### Task to complete
Give the data again, word for word.
Start of Given information
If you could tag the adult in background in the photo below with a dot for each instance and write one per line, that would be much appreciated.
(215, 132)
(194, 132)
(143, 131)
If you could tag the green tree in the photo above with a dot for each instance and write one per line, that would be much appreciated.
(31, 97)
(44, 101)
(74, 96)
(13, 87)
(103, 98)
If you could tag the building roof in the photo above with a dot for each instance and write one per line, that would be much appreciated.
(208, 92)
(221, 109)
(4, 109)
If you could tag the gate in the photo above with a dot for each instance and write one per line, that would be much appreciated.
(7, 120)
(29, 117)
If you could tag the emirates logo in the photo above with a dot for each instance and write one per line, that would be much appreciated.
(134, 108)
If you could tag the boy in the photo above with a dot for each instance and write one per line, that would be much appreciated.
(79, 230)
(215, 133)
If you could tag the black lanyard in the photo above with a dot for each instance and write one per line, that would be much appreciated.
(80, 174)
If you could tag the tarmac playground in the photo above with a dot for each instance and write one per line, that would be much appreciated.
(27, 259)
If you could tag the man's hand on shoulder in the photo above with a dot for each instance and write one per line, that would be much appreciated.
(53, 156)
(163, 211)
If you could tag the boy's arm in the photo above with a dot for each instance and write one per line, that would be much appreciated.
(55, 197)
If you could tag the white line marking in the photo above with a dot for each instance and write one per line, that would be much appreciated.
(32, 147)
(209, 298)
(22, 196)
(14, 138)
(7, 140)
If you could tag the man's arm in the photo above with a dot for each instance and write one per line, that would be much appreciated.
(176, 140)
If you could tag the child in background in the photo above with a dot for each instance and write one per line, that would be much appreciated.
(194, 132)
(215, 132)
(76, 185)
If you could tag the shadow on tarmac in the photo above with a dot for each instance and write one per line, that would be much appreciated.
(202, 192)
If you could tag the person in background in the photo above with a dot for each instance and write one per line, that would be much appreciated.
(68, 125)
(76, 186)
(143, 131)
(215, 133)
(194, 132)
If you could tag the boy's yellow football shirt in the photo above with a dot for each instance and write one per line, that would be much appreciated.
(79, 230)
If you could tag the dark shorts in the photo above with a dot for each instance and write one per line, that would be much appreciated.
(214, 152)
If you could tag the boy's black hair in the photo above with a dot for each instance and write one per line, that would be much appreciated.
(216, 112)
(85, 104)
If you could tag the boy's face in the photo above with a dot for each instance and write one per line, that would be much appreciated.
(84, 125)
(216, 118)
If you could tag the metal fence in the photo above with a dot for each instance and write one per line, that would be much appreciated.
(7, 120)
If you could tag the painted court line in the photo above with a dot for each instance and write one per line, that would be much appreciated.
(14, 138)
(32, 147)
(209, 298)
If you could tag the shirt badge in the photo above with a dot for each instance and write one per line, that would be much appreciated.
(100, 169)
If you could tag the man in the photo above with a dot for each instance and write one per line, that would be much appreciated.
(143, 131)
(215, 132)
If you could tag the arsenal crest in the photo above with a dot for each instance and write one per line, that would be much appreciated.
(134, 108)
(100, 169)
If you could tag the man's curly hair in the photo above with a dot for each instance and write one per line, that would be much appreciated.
End of Given information
### Answer
If you could tag the adult in background in the photo below with a dot for each instance and write one per line, that would be much appreciated.
(215, 132)
(194, 132)
(143, 131)
If you could tag the green tree in the photo above with a dot for each instance and write one per line, that would be much appreciated.
(31, 97)
(44, 101)
(74, 96)
(13, 87)
(103, 98)
If you could tag the building roof in the photo above with a dot for each instance and write one per line, that would be much appreciated.
(208, 92)
(221, 109)
(4, 109)
If you could tag the gate in the photo above with a dot for each instance and write one per line, that would be much appreciated.
(7, 120)
(29, 117)
If you could tag the emirates logo in the photo above with a dot for each instance and write one per line, that would be much appreciated.
(134, 108)
If you could tag the boy in the photo above with a dot for each instance and write one per line, that would be much appreciated.
(79, 230)
(215, 133)
If you could tag the black lanyard in the photo above with a dot for each instance and write one per line, that would be much appreciated.
(80, 174)
If you could tag the tarmac playground in the photo above with a dot for each instance and write one per line, that would be much appreciated.
(27, 259)
If you could tag the man's hand on shoulder in the photo above with a dot for each instance and write one per line, that would be much appreciated.
(53, 156)
(163, 211)
If you could tag the boy's arm in the photo above with a dot for each instance and write one per line, that would be much appreciated.
(55, 197)
If you could tag the white line marking in the photo above with a dot for each instance and write one per line, that would be much appreciated.
(32, 147)
(209, 298)
(22, 196)
(14, 138)
(7, 140)
If you could tag the man's arm in the photo above with a dot for each instance and write one per line, that would be much appreciated.
(176, 140)
If you could tag the child in background in the photo above with a dot for each instance and write one per line, that would be much appreciated.
(194, 132)
(215, 132)
(76, 185)
If you could tag the shadow on tarmac in the photo above with a dot for each instance and write one per line, that would be much appreciated.
(202, 192)
If you could tag the person in background in the photo above with a dot for each instance and write one per line, that would be much appreciated.
(68, 125)
(76, 186)
(143, 131)
(215, 133)
(194, 132)
If you could tag the boy's yellow football shirt in the photo above with a dot for each instance and write one per line, that would be much appreciated.
(79, 230)
If you could tag the dark shorts in the photo above with a dot for each instance and write one per line, that would be much appreciated.
(214, 152)
If you could tag the boy's black hair in the photo above with a dot for each instance and write one per line, that would be much appreciated.
(216, 112)
(85, 104)
If you could tag the boy's face in the photo above with a dot for each instance and write one per line, that would be much appreciated.
(84, 125)
(216, 118)
If you could tag the metal fence in the photo above with a dot for each instance and write one per line, that would be much appreciated.
(7, 120)
If you could tag the painted court line in the photo above with a dot for each instance and write one per line, that would be much appreciated.
(14, 138)
(32, 147)
(209, 298)
If you could tag the shirt badge in the photo above with a dot for each instance and write one per line, that would be much appreciated.
(100, 169)
If you could tag the man in the photo above with a dot for each instance and write one per line, that would be much appreciated.
(143, 131)
(215, 132)
If you could tag the arsenal crest in the photo above with a dot for each instance and write one per line, that would be much appreciated.
(134, 108)
(100, 169)
If you could tag the man's curly hair in the photo above with a dot for each instance and write one per line, that would be much appreciated.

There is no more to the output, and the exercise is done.